• Document segment
========================

Under these conditions the basic building block of Greek society, the nuclear family, the last informal safety net yet also a fundamental part of its ideology, is subject to intense transformations. For the new generation destined to unemployment and emigration, the prospect of marriage and family seems a distant and unfamiliar scenario. The proportion of marriages per 1000 citizens fell, from 9% in 1950, to 7.3% in 1980; today it stands at 5.3%. The high cost of a traditional religious wedding has boosted civil unions. Divorces, however, are also very costly - not so much as bureaucratic procedures as the prospect of independent (financial) living. The number of divorces from 1,579 in 2006 dropped to 1,149 in 2010.
On the other hand all those who find themselves in an unhappy marital relationship no longer sustained by consumerism are having trouble escaping this bond and facing the unknown. A consequence of this situation, in concert with the intensification of sexism, is the increase in domestic violence with an increase in incidents between partners but also the victimization of the underage. Sexual, physical and verbal violence has increased over the past 2 years to 47%, reaching the not-so-european statistic of one in every three women reporting having been the victim of physical abuse. 
The crisis literally eats its children. The 1929 crash was linked to a major drop in births, a phenomenon that was repeated during the 1973-73 oil crisis, during the Asian economic crisis of the 90s and in the former Soviet republics. In Greece from 2009 onwards there has been a 10.13% drop in births and a corresponding 21.1% increase in stillbirths, a development which international epidemiological research has linked to an increase in unemployment among women. TV often panders tear-drenched stories of couples or single-parent families that unable to raise their children. At the same time medieval voices are slowly making themselves heard again, questioning the right to abortion, enthralled by a far-right fundamentalism. 
“Death,” Hegel wrote, “lives a human life.” This assertion fits perfectly with a Greece of shock, in a world that has lost its magic. Psychoanalysis would tell us that individuals withdraw their libidinal investments from the world of external objects and retreat easily to conservative frameworks that promise concrete identities. The unsolved oedipal, original wound of the parental bond makes you look questioningly at your mother. This same threatening environment of instability, however, favours a more ephemeral look at human journeys and may lead to desire free from the mediation of material goods. The disinvestment from transient objects may amount to an exit route from the crisis: without the need for our erotic investments to material, objectified or preconditioned, it may be possible for us to rediscover the joy of human relationships in and of themselves, in the faith that there is another person our trust in whom can be the foundation for the acceptance of new erotic investments.

========================

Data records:
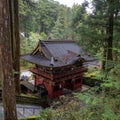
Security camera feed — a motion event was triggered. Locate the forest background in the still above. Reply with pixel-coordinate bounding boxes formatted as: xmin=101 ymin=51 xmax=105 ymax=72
xmin=0 ymin=0 xmax=120 ymax=120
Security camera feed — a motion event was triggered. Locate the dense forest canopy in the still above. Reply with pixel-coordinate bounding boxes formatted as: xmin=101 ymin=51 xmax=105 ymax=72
xmin=0 ymin=0 xmax=120 ymax=120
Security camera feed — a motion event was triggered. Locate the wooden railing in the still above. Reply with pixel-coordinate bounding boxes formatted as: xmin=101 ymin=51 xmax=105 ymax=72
xmin=0 ymin=95 xmax=48 ymax=107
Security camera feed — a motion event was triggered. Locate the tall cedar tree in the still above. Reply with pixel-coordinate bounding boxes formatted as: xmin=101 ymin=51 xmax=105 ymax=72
xmin=0 ymin=0 xmax=17 ymax=120
xmin=10 ymin=0 xmax=20 ymax=93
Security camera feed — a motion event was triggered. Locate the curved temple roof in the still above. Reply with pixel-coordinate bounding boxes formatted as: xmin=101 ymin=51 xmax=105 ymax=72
xmin=21 ymin=41 xmax=97 ymax=67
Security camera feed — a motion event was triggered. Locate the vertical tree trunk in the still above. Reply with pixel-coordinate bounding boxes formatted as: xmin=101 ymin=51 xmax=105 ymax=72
xmin=13 ymin=0 xmax=20 ymax=93
xmin=10 ymin=0 xmax=20 ymax=93
xmin=107 ymin=11 xmax=114 ymax=60
xmin=0 ymin=0 xmax=17 ymax=120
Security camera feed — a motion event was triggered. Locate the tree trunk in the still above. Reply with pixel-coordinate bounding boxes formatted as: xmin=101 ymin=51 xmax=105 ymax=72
xmin=0 ymin=0 xmax=17 ymax=120
xmin=10 ymin=0 xmax=20 ymax=93
xmin=107 ymin=12 xmax=114 ymax=60
xmin=13 ymin=0 xmax=20 ymax=93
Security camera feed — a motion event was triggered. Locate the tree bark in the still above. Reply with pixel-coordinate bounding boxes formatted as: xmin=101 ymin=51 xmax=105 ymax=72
xmin=0 ymin=0 xmax=17 ymax=120
xmin=10 ymin=0 xmax=20 ymax=93
xmin=13 ymin=0 xmax=20 ymax=93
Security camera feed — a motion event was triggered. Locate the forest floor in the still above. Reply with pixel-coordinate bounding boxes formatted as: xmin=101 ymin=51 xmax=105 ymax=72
xmin=50 ymin=85 xmax=91 ymax=109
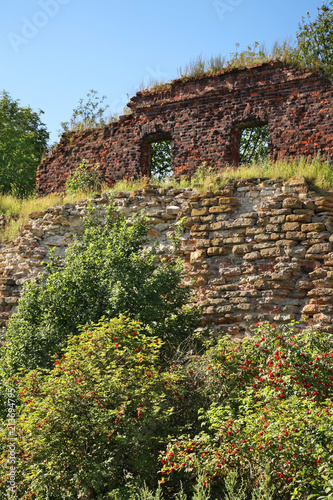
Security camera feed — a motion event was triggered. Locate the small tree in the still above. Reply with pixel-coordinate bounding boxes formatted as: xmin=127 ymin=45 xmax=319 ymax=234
xmin=0 ymin=91 xmax=49 ymax=197
xmin=0 ymin=317 xmax=187 ymax=500
xmin=0 ymin=203 xmax=198 ymax=376
xmin=297 ymin=0 xmax=333 ymax=76
xmin=239 ymin=126 xmax=269 ymax=164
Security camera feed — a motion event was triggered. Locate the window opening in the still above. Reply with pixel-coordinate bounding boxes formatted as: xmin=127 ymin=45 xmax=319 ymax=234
xmin=239 ymin=125 xmax=269 ymax=165
xmin=150 ymin=140 xmax=173 ymax=180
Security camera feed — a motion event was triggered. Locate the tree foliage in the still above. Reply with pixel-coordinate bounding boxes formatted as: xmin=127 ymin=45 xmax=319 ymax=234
xmin=0 ymin=206 xmax=198 ymax=374
xmin=0 ymin=316 xmax=187 ymax=500
xmin=161 ymin=324 xmax=333 ymax=500
xmin=297 ymin=0 xmax=333 ymax=76
xmin=150 ymin=141 xmax=172 ymax=180
xmin=239 ymin=126 xmax=269 ymax=165
xmin=59 ymin=89 xmax=109 ymax=135
xmin=0 ymin=91 xmax=49 ymax=197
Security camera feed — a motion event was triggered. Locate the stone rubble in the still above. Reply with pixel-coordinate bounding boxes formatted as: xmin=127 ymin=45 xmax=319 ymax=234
xmin=0 ymin=177 xmax=333 ymax=336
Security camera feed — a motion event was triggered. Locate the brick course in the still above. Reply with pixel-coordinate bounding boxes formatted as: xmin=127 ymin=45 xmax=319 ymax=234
xmin=37 ymin=62 xmax=333 ymax=194
xmin=0 ymin=177 xmax=333 ymax=335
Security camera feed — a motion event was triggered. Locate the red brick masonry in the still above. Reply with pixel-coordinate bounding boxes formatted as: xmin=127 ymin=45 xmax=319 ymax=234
xmin=37 ymin=62 xmax=333 ymax=194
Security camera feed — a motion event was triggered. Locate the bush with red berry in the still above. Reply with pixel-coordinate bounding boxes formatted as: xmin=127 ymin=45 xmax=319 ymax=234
xmin=161 ymin=324 xmax=333 ymax=499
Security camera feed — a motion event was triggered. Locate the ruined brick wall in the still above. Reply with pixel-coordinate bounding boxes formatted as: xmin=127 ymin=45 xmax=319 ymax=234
xmin=37 ymin=62 xmax=333 ymax=194
xmin=0 ymin=177 xmax=333 ymax=335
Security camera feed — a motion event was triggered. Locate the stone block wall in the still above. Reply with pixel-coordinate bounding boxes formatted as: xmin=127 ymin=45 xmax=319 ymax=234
xmin=0 ymin=177 xmax=333 ymax=336
xmin=37 ymin=62 xmax=333 ymax=194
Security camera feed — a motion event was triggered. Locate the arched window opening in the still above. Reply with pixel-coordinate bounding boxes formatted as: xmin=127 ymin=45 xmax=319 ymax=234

========================

• Aim of the exercise
According to the text on the Greek crisis, by what percentage have births in Greece dropped since 2009? The records are separate material and have no connection to the text.

• Solution below
Births have dropped by 10.13%.